Entradas salvas:
|---|

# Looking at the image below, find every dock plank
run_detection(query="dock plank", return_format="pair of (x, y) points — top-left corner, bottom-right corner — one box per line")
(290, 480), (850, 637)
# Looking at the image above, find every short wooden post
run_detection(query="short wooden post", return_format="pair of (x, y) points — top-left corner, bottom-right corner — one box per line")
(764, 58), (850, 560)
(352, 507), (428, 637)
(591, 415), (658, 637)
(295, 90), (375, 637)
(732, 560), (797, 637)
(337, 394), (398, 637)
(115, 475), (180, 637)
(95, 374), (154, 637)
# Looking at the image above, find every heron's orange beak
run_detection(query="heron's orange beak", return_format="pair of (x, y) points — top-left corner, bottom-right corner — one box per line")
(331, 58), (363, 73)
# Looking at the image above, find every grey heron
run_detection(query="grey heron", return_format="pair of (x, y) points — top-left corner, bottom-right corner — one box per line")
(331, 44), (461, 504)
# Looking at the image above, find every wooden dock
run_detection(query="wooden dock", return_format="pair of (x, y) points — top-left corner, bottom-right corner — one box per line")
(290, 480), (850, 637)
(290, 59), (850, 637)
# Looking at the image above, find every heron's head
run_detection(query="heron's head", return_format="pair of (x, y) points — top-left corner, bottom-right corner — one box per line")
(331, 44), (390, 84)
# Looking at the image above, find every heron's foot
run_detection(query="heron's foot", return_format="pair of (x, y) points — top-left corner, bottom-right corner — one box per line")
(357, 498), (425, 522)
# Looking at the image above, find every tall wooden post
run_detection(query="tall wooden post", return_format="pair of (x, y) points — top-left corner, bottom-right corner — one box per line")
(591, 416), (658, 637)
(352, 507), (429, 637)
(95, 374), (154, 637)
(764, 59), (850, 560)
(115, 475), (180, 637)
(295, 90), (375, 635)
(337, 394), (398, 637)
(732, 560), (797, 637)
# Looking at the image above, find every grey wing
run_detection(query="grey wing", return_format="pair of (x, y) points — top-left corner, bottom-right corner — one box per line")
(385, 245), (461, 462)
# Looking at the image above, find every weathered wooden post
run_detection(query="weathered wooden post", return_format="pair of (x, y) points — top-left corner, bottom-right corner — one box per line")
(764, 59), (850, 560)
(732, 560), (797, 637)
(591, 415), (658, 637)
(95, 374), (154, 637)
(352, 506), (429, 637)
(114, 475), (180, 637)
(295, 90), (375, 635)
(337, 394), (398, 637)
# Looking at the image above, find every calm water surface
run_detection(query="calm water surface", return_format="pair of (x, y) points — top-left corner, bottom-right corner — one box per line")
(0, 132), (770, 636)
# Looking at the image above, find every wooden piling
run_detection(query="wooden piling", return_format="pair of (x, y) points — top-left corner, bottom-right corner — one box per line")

|---|

(A FAZER):
Selecione nos dados todas as linhas que contêm a string "corner" e copie-as sem alteração.

(SOLUÇÃO):
run_detection(query="dock plank", return_format="pair of (x, y) points — top-left corner, bottom-right corner — one box per line")
run_detection(query="short wooden post", return_format="pair of (x, y) points — top-left corner, bottom-right corner — one box per line")
run_detection(query="heron's orange beak", return_format="pair of (x, y) points — top-left corner, bottom-right corner — one box per line")
run_detection(query="grey heron", return_format="pair of (x, y) points — top-left corner, bottom-right corner — one box per line")
run_detection(query="wooden dock", return_format="pair of (x, y) points — top-left corner, bottom-right corner — one box per line")
run_detection(query="heron's head", return_format="pair of (x, y) points — top-left corner, bottom-right corner — one box per line")
run_detection(query="heron's foot", return_format="pair of (x, y) points — top-left corner, bottom-right corner — one box per line")
run_detection(query="tall wooden post", return_format="pair of (x, y) points — top-left corner, bottom-right corner — one box per line")
run_detection(query="grey wing", return_format="pair of (x, y) points — top-left corner, bottom-right corner — one box per line")
run_detection(query="weathered wooden post", return_format="pair of (x, y) points — top-left corner, bottom-right corner — one box per line")
run_detection(query="calm water surface", return_format="pair of (x, y) points — top-left corner, bottom-right corner — one box per line")
run_detection(query="wooden piling", return_format="pair of (x, y) points — top-left corner, bottom-right corner — one box per line")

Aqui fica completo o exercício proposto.